What you have to do — Copy the material below verbatim, keeping every line unchanged.

Detection examples:
━━━━━━

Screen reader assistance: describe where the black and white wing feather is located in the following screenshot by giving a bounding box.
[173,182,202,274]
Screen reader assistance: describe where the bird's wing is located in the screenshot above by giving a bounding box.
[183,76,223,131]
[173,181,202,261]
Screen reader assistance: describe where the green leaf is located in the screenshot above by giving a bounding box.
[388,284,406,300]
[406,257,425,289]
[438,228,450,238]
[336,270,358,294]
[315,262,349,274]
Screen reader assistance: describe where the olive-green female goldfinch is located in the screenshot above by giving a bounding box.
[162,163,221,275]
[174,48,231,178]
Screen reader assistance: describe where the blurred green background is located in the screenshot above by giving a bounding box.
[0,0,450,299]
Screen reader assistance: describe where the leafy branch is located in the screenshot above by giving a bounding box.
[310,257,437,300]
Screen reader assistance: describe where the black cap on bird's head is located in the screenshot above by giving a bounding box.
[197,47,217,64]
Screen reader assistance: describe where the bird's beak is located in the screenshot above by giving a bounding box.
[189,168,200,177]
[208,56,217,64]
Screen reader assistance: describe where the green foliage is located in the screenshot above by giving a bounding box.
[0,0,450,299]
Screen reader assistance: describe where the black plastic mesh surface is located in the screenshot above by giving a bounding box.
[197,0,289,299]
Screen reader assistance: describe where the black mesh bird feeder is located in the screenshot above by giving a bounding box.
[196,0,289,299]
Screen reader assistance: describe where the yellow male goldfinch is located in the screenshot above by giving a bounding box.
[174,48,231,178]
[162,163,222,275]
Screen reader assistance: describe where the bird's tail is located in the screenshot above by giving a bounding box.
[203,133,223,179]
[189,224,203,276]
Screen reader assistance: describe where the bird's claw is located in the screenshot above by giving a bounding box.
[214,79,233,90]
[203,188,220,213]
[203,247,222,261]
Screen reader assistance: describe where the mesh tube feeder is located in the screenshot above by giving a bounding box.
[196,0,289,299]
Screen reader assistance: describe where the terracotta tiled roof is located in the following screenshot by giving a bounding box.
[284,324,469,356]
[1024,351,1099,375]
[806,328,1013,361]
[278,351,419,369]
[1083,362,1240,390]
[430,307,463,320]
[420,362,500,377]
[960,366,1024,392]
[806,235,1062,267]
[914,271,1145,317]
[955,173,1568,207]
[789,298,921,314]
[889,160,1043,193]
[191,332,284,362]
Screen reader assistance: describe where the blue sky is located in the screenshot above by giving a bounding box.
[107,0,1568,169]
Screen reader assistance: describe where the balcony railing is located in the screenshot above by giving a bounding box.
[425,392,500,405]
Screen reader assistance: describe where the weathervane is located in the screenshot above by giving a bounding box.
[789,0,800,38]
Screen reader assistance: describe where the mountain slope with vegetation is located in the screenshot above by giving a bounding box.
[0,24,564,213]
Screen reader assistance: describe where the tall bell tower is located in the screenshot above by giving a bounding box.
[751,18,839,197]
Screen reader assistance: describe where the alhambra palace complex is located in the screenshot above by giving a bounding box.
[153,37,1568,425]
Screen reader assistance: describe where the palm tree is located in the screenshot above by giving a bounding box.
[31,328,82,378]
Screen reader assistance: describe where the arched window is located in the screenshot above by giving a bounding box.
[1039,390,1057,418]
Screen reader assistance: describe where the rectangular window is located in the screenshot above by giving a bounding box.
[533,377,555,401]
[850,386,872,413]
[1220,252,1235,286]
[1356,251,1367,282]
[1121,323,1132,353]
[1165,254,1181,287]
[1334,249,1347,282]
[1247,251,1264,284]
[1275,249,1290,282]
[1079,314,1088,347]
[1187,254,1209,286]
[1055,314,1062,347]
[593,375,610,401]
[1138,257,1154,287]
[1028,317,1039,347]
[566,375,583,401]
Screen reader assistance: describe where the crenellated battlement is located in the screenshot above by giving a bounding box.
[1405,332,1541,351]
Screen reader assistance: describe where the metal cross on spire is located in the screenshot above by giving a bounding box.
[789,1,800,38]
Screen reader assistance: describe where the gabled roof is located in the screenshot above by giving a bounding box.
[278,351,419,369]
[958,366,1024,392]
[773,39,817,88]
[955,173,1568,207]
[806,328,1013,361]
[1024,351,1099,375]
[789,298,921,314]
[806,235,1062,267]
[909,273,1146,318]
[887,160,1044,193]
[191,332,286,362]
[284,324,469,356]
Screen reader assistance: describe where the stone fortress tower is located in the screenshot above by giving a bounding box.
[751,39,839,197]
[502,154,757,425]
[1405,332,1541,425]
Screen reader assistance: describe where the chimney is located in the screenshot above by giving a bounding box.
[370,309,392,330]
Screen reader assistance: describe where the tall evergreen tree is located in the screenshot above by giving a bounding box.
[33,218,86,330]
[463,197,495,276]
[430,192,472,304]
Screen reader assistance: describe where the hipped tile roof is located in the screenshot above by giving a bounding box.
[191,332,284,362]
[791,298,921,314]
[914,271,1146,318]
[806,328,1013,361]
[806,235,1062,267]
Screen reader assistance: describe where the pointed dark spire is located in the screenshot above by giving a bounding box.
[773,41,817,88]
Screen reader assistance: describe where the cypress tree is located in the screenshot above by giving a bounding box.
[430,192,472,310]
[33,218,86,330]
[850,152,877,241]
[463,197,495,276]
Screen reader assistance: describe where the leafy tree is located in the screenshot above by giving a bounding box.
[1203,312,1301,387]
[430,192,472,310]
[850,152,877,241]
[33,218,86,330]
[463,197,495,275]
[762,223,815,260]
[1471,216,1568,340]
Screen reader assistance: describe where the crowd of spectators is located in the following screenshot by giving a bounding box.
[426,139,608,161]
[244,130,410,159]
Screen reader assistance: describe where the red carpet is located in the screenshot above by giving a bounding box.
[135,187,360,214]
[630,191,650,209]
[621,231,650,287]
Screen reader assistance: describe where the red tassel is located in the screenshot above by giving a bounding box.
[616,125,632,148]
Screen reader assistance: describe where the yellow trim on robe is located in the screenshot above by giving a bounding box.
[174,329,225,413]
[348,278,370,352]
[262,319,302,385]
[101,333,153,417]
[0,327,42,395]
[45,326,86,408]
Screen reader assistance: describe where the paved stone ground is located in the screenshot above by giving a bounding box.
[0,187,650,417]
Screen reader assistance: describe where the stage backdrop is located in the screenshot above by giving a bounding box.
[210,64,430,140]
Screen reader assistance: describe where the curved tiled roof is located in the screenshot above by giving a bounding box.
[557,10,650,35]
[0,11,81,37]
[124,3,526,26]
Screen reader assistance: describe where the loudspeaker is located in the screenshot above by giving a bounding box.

━━━━━━

Problem solution —
Screen reader assistance: describe where the black and white wing feather is located in the following screenshot by giving a bounding box.
[173,182,202,274]
Screen reader assistance: describe where the bird's wing is located in the screenshot above by giving a bounding box.
[183,76,223,131]
[173,181,202,261]
Screen reader assistance: describe where the green leaf is located in the screenshot above by giving a bounding box.
[388,284,406,300]
[406,257,425,289]
[438,228,450,238]
[336,270,358,294]
[315,262,349,274]
Screen reader assistance: describe where the olive-green female goldfinch is located in the screenshot above by giving a bounding box.
[162,163,221,275]
[174,48,231,178]
Screen reader assistance: describe where the blurred green background is located in the screenshot above by giving a bounding box.
[0,0,450,299]
Screen reader assistance: describe where the leafy branch is located in the screenshot above by giving a bounding box.
[310,257,437,300]
Screen reader assistance: describe where the black cap on bird's head is located in the screenshot above by giving a bounding box.
[197,47,217,64]
Screen reader assistance: describe where the bird's beak is located in the screenshot above by giving a bounding box.
[189,168,200,177]
[208,56,217,64]
Screen reader assistance: describe where the green foliage is located in the screenshot above by giving a bounding box.
[0,0,450,299]
Screen reader assistance: describe where the black plastic mesh surface is located in the screenshot above by giving a bounding box.
[197,0,289,299]
Screen reader assistance: describe where the black mesh bird feeder is located in the screenshot above by giving a bounding box.
[196,0,289,299]
Screen reader assistance: describe where the yellow male goldfinch is located in the screenshot above by giving a bounding box.
[174,48,231,178]
[162,163,222,275]
Screen reader assistance: describe where the bird's tail is located in the screenshot above by giving a bounding box.
[203,133,223,179]
[189,224,203,276]
Screen reader assistance: describe where the bird's claw is located in the screenshot above by giving a bounding box.
[214,79,233,90]
[203,188,220,213]
[203,247,222,261]
Screen reader assistance: describe where the mesh tube feeder is located in the screenshot above by giving a bounding box.
[196,0,289,299]
Screen reader assistance: describe where the terracotta tiled roof is located in the following screenshot by giving a bounding box.
[284,324,469,356]
[1024,351,1099,375]
[806,328,1013,361]
[278,351,419,369]
[1083,362,1240,390]
[430,307,463,320]
[420,362,500,377]
[960,366,1024,392]
[806,235,1062,267]
[914,271,1145,317]
[955,173,1568,207]
[789,298,921,314]
[889,160,1043,193]
[191,332,284,362]
Screen reader assistance: describe where the blue sky is located in the screenshot above by giving a bounding box.
[107,0,1568,169]
Screen reader assistance: describe where the balcony railing is located in the screenshot above by giving a bounding box.
[425,392,500,405]
Screen reader assistance: describe where the weathervane is located in the screenshot above by giving a bounding box.
[789,0,800,38]
Screen reader assistance: describe where the mountain slope with vegetation is located in the screenshot above by giving a bounding box.
[0,24,564,213]
Screen reader assistance: describe where the tall bell tower is located in the screenshot above by giving a bounding box.
[751,18,839,197]
Screen reader assistance: describe where the alhambra palace complex is located in the screenshot above by giving a bounding box.
[153,37,1568,425]
Screen reader assistance: describe where the palm tree is located in the screenshot above by giving a bounding box.
[31,328,82,378]
Screen reader assistance: describe where the arched window is located in the screenshot above by giving a bounding box.
[1039,390,1057,418]
Screen reader assistance: describe where the rectangular window is located in the screenshot above by giving a bounding box.
[533,377,555,401]
[850,386,872,413]
[1220,252,1235,286]
[1356,251,1367,282]
[1121,323,1132,353]
[1165,254,1181,287]
[1334,249,1347,282]
[1247,251,1264,284]
[1275,249,1290,282]
[1079,314,1088,347]
[1187,254,1209,286]
[1055,314,1062,347]
[593,375,610,401]
[1138,257,1154,287]
[1028,317,1039,347]
[566,375,583,401]
Screen reader assistance: describe where the crenellated battlement is located in the screenshot above by giving a bounding box.
[1405,332,1541,351]
Screen reader assistance: describe where the metal cross on spire is located in the screenshot above by giving a bounding box.
[789,1,800,38]
Screen reader assistance: describe where the gabled roof is located in the screenshot above by giving a bounding box.
[278,351,419,369]
[958,366,1024,392]
[773,39,817,88]
[955,173,1568,207]
[806,328,1013,361]
[1024,351,1099,375]
[789,298,921,314]
[806,235,1062,267]
[909,273,1146,318]
[887,160,1044,193]
[191,332,286,362]
[284,324,469,356]
Screen reader assistance: describe where the stone fortress tower is located in the screenshot above by giving a bounding box.
[751,39,839,197]
[502,154,757,425]
[1405,332,1541,425]
Screen reader assistance: describe where the chimney is located in the screenshot above by giving a bounding box.
[370,309,392,330]
Screen reader assistance: describe where the tall evergreen tree is located in the screenshot above by giving a bounding box.
[33,218,86,330]
[463,197,495,276]
[430,192,472,304]
Screen reader assistance: describe where the hipped tile roof is located in the screenshot above by giving a bounding box.
[191,332,284,362]
[791,298,921,314]
[914,271,1146,318]
[806,328,1013,361]
[806,235,1062,267]
Screen reader assistance: describe where the pointed dark spire is located in the screenshot above by giving a bounding box.
[773,41,817,88]
Screen reader assistance: describe where the cypress tree is located in the screenshot above by giving a bounding box.
[430,192,472,310]
[33,218,86,330]
[850,152,877,241]
[463,197,495,276]
Screen reader assistance: describe where the leafy tree is located in the screenshot above by giving a bounding box.
[1203,312,1301,387]
[430,192,472,310]
[850,152,877,241]
[33,218,86,330]
[463,197,495,275]
[762,223,815,260]
[1471,216,1568,340]
Screen reader assistance: describe where the crowd of spectators is located in the following screenshot by giving a bounding box.
[426,139,608,161]
[244,130,410,159]
Screen reader assistance: describe where the red carpet is located in the screenshot above by giving a bounding box.
[135,187,360,214]
[630,191,650,209]
[621,231,650,287]
Screen reader assistance: describe where the red tassel is located in the screenshot above by giving a bounding box.
[616,125,632,148]
Screen reader assistance: describe where the yellow trim on robe is located in the screenshot above by giving a bounding box.
[174,329,225,413]
[348,278,370,352]
[262,319,302,385]
[101,333,153,417]
[0,327,42,395]
[45,326,86,408]
Screen reader assistance: describe where the paved stone ground is located in the screenshot above by giving a bounding box.
[0,187,650,417]
Screen reader assistance: describe where the stage backdrop is located in the screenshot above by giving a bounding box.
[210,64,430,140]
Screen reader assistance: describe where the curved tiled roof is located in the screenshot above by giving a bounding box.
[557,10,650,35]
[0,11,81,37]
[124,3,526,26]
Screen reader assistance: describe where the loudspeaker is located in the screenshot above by giving a bounding box.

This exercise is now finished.